··· PASSAGE ···
Sam’s Notebook:Transposable Element Mapping – Olympia Oyster Genome Assembly using RepeatMasker 4.07

0000-0002-2747-368X

Steven wanted transposable elements (TEs) in the Olympia oyster genome identified.

After some minor struggles, I was able to get RepeatMasker installed on on both of our Apple Xserves (emu & roadrunner; running Ubuntu 16.04LTS).

Genome used: pbjelly_sjw_01

I ran RepeatMasker (v4.07) with RepBase-20170127 and RMBlast 2.6.0 four times:

  1. Default settings (i.e. no species select – will use human genome).
  2. Species = Crassostrea gigas (Pacific oyster)
  3. Species = Crassostrea virginica (Eastern oyster)
  4. Species = Ostrea lurida (Olympia oyster)

The idea was to get a sense of how the analyses would differ with species specifications. However, it’s likely that the only species setting that will make any difference will be Run #2 (Crassostrea gigas).
··· PROVIDED INFORMATION ···
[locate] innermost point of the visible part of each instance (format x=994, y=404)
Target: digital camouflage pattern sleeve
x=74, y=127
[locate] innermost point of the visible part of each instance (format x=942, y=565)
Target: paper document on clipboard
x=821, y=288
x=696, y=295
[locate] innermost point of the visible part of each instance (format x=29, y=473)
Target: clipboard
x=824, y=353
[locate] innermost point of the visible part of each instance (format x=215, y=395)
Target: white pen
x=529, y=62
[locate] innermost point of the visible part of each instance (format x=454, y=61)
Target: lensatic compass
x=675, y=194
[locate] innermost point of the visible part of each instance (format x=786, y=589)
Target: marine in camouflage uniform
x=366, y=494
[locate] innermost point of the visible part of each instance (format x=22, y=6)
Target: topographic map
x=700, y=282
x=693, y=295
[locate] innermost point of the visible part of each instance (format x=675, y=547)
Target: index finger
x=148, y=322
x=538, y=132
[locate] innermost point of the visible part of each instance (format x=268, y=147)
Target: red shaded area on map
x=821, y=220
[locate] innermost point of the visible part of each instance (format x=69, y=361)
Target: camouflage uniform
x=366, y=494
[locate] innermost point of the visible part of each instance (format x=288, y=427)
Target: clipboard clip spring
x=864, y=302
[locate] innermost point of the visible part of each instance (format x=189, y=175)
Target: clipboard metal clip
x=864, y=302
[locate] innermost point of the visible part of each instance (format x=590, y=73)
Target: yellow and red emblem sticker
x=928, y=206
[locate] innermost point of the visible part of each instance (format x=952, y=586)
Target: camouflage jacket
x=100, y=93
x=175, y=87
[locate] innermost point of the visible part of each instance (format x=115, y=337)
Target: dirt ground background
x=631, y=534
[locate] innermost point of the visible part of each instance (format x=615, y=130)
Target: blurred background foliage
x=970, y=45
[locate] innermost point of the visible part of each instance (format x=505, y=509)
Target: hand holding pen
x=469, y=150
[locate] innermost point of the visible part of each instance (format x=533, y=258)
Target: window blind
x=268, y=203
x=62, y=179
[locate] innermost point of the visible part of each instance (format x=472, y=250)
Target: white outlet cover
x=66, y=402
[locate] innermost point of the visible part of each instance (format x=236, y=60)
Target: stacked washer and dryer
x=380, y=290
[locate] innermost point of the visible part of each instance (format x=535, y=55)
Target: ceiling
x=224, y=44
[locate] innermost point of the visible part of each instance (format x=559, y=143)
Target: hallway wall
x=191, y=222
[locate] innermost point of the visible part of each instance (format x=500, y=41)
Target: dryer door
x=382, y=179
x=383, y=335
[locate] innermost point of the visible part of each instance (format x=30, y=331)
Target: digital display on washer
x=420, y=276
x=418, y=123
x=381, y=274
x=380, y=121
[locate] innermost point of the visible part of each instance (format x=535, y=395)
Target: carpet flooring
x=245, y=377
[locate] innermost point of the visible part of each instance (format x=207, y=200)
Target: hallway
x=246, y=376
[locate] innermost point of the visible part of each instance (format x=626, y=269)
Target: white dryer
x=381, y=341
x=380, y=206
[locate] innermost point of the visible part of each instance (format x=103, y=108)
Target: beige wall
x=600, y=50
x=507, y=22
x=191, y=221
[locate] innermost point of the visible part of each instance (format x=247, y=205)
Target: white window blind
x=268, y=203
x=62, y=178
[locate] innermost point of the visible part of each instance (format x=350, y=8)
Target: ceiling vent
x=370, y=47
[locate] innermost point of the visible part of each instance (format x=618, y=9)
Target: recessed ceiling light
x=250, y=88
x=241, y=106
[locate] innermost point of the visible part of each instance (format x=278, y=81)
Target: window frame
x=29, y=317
···
> _TASK REQUIREMENTS_:
a) From the notebook entry, set down the stretch from "I ran RepeatMasker" through "virginica (Eastern oyster)".
b) Answer these questions using the notebook entry:
(i) Which version of RepeatMasker was run?
(ii) Which species was specified for the third run?
(iii) What operating system do the two Apple Xserves run?
c) State whether each statement agrees with the notebook entry, and quote the words that decide it:
(i) RepeatMasker was installed on only one of the Apple Xserves.
(ii) The run with default settings uses the human genome.
(iii) The genome used was pbjelly_sjw_01.
The items have no connection to the notebook entry.

> _PER-TASK ANSWERS_:
a)
I ran RepeatMasker (v4.07) with RepBase-20170127 and RMBlast 2.6.0 four times:

  1. Default settings (i.e. no species select – will use human genome).
  2. Species = Crassostrea gigas (Pacific oyster)
  3. Species = Crassostrea virginica (Eastern oyster)

b)
(i) Version 4.07.
(ii) Crassostrea virginica (Eastern oyster).
(iii) Ubuntu 16.04LTS.

c)
(i) No: "on both of our Apple Xserves (emu & roadrunner"
(ii) Yes: "no species select – will use human genome"
(iii) Yes: "Genome used: pbjelly_sjw_01"